DATASET ENTRIES →
'''
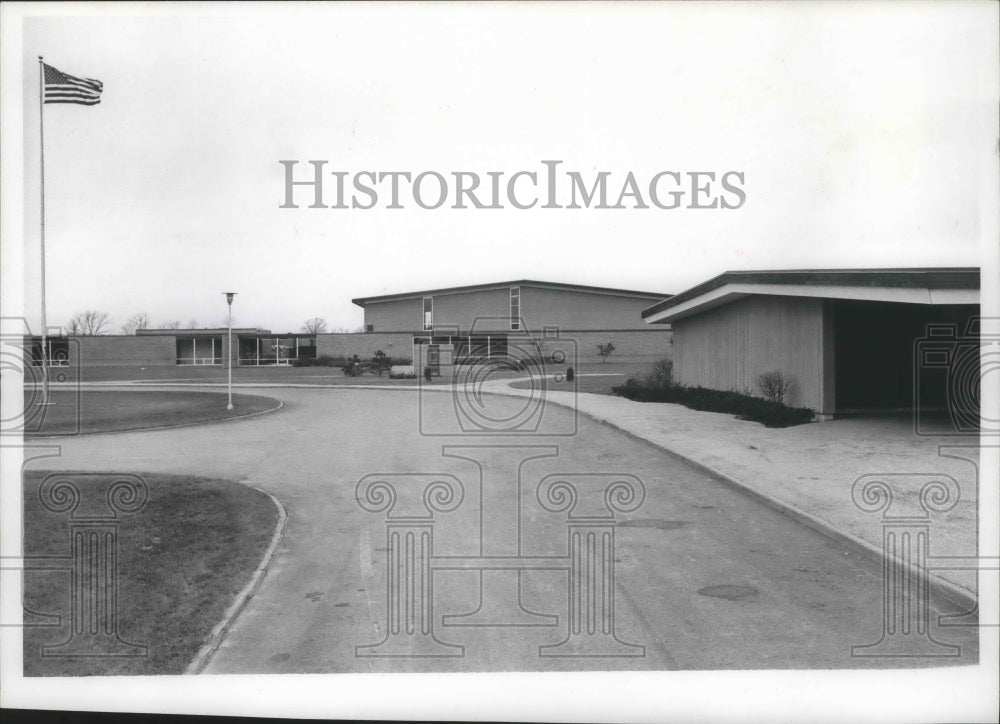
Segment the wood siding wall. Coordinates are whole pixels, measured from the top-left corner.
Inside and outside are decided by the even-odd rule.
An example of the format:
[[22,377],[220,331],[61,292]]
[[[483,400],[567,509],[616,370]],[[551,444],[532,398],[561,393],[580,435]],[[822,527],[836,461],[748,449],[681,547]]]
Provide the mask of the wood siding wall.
'''
PROBLEM STATEMENT → Pictures are to be omitted; otherwise, write out the data exactly as it appears.

REPLY TO THE EXERCISE →
Segment the wood siding wall. Coordinates are whole pixels, measured from the top-left corner.
Inside and outside are decided by the even-odd rule.
An example of the format:
[[22,377],[220,331],[61,292]]
[[[483,400],[567,509],[616,370]],[[551,444],[532,398],[561,393],[580,435]],[[822,527],[836,461],[748,449],[681,547]]]
Provide the mask of the wood siding wall.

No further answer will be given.